_Exercise brief:_ Print all the entries verbatim.

[Stored dataset items]
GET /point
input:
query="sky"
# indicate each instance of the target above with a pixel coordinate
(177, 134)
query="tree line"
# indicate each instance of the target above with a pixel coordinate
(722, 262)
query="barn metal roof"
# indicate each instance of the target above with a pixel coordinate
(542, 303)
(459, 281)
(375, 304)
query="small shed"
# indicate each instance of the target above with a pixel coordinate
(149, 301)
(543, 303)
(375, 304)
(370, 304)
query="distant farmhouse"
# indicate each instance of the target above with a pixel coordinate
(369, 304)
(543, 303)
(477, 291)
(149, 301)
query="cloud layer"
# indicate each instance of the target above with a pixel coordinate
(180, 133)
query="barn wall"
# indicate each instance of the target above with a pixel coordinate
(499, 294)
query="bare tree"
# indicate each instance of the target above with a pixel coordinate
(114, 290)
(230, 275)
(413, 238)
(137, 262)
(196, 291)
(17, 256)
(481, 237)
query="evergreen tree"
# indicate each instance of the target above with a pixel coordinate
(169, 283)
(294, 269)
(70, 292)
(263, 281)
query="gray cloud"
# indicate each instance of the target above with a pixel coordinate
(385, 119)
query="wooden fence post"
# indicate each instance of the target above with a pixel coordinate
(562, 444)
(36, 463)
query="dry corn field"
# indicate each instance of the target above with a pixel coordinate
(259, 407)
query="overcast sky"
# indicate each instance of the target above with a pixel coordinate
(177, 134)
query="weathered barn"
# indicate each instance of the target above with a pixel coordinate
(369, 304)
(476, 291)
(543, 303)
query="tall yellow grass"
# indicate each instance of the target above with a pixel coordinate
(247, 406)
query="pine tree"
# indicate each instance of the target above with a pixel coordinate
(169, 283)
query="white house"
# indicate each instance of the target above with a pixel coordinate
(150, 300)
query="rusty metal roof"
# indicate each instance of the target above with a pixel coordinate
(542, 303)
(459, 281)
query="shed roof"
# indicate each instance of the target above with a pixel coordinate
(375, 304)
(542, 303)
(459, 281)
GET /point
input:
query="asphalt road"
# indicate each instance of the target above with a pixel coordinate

_Solution to this exercise:_
GET /point
input:
query="sky"
# indicate each instance of the target above with a pixel coordinate
(177, 134)
query="tree line"
# indicate each instance of the target above with a pixel coordinate
(722, 262)
query="barn metal roof"
# indicate each instance of the target above with a pixel coordinate
(542, 303)
(459, 281)
(375, 304)
query="small shed"
# indicate each instance of the target above with a pixel coordinate
(149, 301)
(543, 303)
(375, 304)
(370, 304)
query="distant farmhouse"
# indicate each instance of the target above with a pixel coordinate
(369, 304)
(543, 303)
(477, 291)
(149, 301)
query="cloud layer"
# indicate each instance of the target above with a pixel coordinate
(180, 133)
query="barn wall"
# indicate each instance of the target above with a pixel coordinate
(499, 294)
query="bare tree"
# indicate each instance of the target above with a pixel coordinate
(114, 290)
(230, 275)
(413, 238)
(137, 262)
(196, 291)
(17, 256)
(481, 237)
query="evergreen tree"
# indicate each instance of the target above with a pixel coordinate
(169, 283)
(294, 269)
(70, 292)
(263, 281)
query="gray cloud"
# indicate each instance of the target above with a pixel coordinate
(385, 119)
query="wooden fence post"
# indicate each instance of the target above with a pixel coordinate
(562, 444)
(36, 463)
query="dry corn field"
# indicate each instance of the target above with a pixel coordinate
(259, 407)
query="overcast sky"
# indicate each instance of the target above with a pixel coordinate
(177, 134)
query="weathered barn"
# indicate each instance of the target above with a pixel coordinate
(369, 304)
(476, 291)
(543, 303)
query="tall yellow grass"
# indicate each instance of the target above with a pixel coordinate
(247, 406)
query="pine tree"
# indicate each instance of the target above with a pixel coordinate
(169, 283)
query="white house"
# indicate each instance of the target above with a pixel coordinate
(150, 300)
query="rusty metal roof"
# indicate each instance of the target above with a pixel coordinate
(542, 303)
(459, 281)
query="shed roof"
# indicate each instance of the target above with a pixel coordinate
(375, 304)
(542, 303)
(459, 281)
GET /point
input:
query="asphalt road"
# indicate each instance of the target above with a pixel coordinate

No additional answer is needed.